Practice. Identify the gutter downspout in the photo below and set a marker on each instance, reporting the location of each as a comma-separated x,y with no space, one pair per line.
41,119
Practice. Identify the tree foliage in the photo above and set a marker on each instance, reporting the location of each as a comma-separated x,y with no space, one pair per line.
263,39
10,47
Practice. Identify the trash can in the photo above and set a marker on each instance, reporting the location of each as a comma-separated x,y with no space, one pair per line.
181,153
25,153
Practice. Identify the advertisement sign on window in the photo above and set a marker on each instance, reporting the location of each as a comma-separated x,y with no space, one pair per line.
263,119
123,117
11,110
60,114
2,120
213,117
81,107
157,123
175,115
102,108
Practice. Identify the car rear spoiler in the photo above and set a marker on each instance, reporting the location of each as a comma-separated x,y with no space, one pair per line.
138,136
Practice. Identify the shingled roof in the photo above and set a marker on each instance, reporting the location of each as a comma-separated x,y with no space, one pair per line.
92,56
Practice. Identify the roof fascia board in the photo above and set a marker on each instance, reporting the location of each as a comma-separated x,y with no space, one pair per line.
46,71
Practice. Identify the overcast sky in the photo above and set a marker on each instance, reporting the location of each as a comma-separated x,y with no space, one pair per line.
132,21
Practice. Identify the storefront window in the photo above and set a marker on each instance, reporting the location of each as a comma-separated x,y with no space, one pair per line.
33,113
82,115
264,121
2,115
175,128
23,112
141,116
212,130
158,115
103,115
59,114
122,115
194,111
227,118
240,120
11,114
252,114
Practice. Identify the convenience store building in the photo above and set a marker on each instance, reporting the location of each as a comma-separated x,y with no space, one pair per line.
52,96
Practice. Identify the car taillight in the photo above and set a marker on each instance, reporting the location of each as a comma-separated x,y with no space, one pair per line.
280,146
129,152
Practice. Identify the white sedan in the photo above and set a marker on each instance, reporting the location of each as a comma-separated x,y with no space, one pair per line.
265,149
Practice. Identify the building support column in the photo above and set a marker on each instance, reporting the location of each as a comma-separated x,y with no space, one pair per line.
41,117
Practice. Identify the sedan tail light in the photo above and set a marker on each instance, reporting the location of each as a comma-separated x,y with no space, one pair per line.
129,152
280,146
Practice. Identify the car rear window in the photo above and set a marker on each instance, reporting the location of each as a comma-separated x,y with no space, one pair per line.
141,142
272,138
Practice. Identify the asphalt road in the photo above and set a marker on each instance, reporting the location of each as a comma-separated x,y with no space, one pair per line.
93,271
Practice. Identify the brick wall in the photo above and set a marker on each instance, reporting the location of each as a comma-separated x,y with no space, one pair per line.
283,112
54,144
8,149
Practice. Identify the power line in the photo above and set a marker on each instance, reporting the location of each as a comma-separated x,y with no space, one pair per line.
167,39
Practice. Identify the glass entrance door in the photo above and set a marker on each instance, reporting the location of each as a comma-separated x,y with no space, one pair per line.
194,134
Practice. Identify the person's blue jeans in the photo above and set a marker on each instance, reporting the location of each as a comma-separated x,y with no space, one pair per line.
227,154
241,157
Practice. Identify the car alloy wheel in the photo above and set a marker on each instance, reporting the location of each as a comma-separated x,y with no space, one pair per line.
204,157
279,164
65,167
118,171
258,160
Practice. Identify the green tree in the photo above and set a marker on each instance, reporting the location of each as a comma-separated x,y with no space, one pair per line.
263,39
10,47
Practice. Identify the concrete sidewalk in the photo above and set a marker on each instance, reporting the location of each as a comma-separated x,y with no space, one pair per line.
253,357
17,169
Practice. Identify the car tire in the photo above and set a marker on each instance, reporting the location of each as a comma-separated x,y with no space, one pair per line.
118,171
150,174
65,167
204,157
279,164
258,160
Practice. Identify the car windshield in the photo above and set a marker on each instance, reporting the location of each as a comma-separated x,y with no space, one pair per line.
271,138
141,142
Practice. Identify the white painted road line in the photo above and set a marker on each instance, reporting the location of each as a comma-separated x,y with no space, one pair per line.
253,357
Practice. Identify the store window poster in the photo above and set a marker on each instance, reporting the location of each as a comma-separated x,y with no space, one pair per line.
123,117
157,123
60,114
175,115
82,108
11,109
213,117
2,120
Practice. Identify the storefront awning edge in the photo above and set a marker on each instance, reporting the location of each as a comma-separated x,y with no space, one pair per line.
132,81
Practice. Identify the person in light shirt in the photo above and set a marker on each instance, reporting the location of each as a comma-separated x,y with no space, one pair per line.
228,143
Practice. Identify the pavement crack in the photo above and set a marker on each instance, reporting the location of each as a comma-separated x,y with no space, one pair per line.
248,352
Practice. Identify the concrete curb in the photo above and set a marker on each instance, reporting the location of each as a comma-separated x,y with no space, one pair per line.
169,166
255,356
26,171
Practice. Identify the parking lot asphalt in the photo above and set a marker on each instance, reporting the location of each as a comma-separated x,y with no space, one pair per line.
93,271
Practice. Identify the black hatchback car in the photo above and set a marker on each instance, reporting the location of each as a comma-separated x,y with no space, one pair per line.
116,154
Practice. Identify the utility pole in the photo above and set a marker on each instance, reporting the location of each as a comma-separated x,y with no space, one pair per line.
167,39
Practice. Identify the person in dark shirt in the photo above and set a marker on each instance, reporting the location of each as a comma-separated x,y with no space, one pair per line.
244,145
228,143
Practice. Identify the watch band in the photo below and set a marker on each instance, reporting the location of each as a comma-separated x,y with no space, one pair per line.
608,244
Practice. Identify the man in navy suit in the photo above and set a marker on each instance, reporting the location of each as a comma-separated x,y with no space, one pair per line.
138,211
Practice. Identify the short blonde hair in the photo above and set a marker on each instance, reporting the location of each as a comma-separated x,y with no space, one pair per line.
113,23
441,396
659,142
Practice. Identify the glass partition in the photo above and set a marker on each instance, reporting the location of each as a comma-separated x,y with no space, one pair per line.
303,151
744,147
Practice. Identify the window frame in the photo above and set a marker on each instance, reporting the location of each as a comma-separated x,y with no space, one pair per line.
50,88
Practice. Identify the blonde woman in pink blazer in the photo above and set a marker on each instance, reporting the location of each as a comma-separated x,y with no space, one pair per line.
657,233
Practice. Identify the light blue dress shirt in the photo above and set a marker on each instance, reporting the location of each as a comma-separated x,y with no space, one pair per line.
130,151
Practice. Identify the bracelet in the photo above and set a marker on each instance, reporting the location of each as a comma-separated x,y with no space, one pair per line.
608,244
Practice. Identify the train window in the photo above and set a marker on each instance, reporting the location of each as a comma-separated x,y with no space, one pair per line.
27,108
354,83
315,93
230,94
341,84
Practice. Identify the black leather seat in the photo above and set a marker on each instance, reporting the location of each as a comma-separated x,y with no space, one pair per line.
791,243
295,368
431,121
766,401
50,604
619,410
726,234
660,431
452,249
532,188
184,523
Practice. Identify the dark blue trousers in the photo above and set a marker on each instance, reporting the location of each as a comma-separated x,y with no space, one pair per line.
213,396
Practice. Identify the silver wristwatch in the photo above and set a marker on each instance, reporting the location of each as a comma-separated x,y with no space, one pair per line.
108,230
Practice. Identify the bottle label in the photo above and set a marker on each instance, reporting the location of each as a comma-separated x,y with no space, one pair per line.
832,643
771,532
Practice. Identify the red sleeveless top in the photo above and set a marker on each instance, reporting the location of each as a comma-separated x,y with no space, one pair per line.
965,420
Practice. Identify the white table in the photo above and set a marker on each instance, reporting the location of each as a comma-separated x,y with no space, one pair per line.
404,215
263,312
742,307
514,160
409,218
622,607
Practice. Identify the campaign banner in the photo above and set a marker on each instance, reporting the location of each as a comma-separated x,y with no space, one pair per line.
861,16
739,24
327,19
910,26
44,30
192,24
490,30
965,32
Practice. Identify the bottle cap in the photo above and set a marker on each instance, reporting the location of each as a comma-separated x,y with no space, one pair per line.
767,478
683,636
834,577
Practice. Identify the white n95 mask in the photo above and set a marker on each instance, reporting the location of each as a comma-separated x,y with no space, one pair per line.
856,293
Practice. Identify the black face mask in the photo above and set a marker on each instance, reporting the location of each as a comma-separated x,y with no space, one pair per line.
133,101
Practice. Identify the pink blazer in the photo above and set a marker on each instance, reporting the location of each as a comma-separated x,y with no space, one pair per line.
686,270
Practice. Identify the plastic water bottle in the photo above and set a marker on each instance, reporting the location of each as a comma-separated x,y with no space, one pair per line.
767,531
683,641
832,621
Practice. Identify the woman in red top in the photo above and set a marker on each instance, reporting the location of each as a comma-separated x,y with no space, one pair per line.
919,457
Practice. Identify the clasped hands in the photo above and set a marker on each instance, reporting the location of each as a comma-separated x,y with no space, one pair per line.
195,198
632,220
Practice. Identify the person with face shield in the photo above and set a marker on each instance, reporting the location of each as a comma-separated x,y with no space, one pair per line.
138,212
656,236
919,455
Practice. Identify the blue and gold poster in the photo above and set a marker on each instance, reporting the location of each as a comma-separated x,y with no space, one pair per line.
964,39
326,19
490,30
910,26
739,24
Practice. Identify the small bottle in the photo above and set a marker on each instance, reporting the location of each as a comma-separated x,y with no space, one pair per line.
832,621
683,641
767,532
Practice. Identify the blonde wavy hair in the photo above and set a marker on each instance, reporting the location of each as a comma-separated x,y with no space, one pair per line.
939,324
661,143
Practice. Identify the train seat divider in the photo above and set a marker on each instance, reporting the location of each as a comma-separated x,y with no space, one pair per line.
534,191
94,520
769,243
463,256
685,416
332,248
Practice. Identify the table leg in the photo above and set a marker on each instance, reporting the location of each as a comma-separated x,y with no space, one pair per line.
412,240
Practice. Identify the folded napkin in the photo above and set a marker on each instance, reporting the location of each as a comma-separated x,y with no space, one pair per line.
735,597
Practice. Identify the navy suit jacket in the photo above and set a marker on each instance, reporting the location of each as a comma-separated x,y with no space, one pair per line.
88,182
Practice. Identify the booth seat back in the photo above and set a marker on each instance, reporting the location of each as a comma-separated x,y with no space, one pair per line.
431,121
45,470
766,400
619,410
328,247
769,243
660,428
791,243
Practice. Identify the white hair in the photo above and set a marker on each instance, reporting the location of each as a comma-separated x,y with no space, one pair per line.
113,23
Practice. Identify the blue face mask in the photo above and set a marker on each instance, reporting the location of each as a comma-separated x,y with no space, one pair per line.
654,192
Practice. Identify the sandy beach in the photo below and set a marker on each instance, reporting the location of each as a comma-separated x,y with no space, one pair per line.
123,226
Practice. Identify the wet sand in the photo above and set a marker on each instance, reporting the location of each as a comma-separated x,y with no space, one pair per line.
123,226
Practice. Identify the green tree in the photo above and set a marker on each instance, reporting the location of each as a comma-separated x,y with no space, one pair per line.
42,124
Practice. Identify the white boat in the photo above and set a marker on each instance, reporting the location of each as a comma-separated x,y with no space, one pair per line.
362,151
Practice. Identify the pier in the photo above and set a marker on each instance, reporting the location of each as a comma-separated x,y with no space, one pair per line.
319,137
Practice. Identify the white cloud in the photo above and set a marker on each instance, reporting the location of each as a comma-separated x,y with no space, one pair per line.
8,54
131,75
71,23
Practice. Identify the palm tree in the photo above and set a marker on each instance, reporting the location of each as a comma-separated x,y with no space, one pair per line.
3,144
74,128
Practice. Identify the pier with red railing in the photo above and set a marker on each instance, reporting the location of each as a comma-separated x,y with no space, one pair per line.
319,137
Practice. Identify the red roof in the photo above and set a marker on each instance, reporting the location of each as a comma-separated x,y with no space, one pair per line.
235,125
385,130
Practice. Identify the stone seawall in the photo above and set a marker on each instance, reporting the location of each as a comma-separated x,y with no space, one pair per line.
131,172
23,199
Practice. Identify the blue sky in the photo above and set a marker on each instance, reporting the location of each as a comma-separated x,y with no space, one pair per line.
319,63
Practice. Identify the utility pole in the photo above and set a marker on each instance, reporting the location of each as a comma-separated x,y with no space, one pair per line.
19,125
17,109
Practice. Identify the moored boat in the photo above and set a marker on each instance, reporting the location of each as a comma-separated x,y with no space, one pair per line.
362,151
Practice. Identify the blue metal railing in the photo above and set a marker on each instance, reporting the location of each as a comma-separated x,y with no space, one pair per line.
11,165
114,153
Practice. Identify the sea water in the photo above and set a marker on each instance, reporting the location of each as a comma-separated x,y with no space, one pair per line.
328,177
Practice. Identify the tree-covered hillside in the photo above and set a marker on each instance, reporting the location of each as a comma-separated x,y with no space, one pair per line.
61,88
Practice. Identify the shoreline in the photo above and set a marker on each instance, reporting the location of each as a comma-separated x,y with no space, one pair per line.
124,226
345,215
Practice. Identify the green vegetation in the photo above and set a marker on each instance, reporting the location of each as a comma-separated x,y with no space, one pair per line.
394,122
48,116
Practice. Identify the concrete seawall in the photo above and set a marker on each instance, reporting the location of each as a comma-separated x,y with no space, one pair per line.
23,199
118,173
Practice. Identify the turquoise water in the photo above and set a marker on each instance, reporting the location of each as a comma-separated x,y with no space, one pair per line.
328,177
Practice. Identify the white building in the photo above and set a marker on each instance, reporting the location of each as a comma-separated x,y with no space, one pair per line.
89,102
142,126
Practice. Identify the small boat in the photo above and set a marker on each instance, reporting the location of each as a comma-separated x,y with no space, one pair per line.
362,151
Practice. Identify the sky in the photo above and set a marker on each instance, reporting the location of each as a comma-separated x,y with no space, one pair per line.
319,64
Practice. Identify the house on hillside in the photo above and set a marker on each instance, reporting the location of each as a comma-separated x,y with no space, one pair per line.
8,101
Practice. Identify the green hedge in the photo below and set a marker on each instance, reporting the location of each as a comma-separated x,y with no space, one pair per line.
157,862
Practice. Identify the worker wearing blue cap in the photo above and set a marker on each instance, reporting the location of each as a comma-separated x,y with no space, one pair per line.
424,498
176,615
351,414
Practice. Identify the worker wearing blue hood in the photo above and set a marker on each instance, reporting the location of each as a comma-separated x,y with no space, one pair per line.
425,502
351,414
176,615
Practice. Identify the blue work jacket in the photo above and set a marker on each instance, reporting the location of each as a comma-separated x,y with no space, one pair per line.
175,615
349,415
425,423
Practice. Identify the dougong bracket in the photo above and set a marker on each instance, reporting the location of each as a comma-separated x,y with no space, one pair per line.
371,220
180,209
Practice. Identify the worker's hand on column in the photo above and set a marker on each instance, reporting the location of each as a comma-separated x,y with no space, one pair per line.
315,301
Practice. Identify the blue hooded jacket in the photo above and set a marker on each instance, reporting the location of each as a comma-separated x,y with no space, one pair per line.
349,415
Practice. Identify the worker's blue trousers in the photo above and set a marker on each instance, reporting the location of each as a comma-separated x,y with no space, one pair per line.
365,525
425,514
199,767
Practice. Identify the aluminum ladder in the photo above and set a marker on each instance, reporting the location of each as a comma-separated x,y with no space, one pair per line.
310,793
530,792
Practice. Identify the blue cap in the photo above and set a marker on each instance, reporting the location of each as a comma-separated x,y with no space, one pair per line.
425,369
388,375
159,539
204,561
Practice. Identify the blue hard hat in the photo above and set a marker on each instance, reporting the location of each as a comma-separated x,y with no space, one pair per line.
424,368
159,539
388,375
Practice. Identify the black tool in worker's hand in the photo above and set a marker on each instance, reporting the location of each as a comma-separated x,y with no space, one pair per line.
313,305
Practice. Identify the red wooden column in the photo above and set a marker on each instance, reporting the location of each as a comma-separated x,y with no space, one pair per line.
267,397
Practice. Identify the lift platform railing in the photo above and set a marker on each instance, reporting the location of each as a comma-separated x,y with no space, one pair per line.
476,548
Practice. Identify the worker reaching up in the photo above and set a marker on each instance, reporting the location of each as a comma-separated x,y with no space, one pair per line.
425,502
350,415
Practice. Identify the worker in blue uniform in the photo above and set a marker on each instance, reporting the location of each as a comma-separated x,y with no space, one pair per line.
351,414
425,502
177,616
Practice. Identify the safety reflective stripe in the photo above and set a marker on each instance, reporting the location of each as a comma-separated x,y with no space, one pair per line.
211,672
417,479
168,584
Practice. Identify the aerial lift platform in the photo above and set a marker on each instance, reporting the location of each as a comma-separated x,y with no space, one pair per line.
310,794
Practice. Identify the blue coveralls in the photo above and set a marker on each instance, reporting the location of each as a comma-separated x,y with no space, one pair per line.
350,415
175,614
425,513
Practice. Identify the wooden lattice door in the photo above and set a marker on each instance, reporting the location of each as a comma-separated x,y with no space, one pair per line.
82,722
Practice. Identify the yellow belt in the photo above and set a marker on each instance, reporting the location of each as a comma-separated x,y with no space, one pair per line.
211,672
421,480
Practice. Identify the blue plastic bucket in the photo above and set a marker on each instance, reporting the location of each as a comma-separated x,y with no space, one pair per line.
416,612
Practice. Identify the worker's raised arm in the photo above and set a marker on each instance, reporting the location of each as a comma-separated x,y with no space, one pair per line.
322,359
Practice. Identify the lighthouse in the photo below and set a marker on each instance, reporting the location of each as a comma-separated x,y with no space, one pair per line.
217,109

┄┄┄┄┄┄┄┄┄┄

Lines from the one containing "Practice. Identify the wooden" to the end of the data are to be printed exactly, including the first and last.

Practice. Identify the wooden lattice door in the photo above and set a marker on each instance, reporting the location of each as a comma-separated x,y with no space, one pair per line.
82,722
Practice. Identify the yellow belt in the photo above and set a marker on each instance, reporting the location of each as a comma-separated x,y with no space, one pair per line.
211,672
421,480
Practice. Identify the blue plastic bucket in the photo above and set a marker on each instance, reporting the location of each as a comma-separated x,y with no space, one pair per line.
416,612
Practice. Identify the worker's raised arm in the photo above and set a marker on each instance, reporting the location of each as a comma-separated x,y with no space, one pair per line.
322,359
Practice. Identify the lighthouse in the photo below and set a marker on each instance, reporting the location of each as a comma-separated x,y with no space, one pair per line.
217,109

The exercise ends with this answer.